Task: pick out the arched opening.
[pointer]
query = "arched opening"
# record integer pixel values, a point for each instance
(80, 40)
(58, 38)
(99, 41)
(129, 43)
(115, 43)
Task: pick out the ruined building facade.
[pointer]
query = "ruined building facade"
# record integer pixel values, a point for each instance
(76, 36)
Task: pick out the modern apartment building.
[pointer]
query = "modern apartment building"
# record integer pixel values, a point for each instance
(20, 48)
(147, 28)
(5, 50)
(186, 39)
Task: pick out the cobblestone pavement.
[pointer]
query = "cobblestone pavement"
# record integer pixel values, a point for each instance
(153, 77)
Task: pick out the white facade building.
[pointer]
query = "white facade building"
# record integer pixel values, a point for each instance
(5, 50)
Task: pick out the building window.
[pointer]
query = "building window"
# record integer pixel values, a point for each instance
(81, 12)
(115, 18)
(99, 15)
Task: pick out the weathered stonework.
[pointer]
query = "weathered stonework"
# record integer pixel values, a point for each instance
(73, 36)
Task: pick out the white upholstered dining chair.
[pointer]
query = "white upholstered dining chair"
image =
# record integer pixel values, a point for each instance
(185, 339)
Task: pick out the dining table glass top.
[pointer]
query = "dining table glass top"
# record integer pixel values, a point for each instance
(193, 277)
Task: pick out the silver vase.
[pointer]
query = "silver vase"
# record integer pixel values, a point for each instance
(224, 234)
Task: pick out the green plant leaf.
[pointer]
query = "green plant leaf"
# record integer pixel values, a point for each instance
··········
Could the data above be set down exactly, in full?

Task: pick out the arched opening.
[pointer]
query = "arched opening"
# record integer pixel values, a point for each instance
(80, 40)
(58, 38)
(99, 41)
(129, 43)
(115, 43)
Task: pick out the ruined building facade.
[pointer]
query = "ruined building facade"
# record integer pixel values, a point for each instance
(76, 36)
Task: pick out the modern apartment building.
[pointer]
query = "modern apartment building"
# record integer pixel values, a point for each instance
(20, 48)
(147, 28)
(5, 50)
(186, 39)
Task: pick out the cobblestone pavement.
[pointer]
query = "cobblestone pavement"
# record integer pixel values, a point for each instance
(153, 77)
Task: pick out the white facade building.
[pointer]
query = "white facade building"
# record integer pixel values, a point for each instance
(5, 50)
Task: pick out the building window.
[pointer]
query = "building window"
# record integer pixel values, a point for each instance
(81, 12)
(115, 18)
(99, 15)
Task: pick out the weathered stonework.
[pointer]
query = "weathered stonework"
# record integer pixel values, a point for each instance
(73, 36)
Task: pick out the white upholstered dining chair.
[pointer]
query = "white upholstered dining chair"
image =
# record integer pixel values, a point for each instance
(185, 339)
Task: pick out the dining table glass top.
[pointer]
query = "dining table glass top"
# record integer pixel values, a point for each instance
(193, 277)
Task: pick out the silver vase.
[pointer]
query = "silver vase"
# record integer pixel values, a point for each instance
(224, 234)
Task: pick out the green plant leaf.
[pointer]
query = "green plant leaf"
# record integer pixel values, a point for each instance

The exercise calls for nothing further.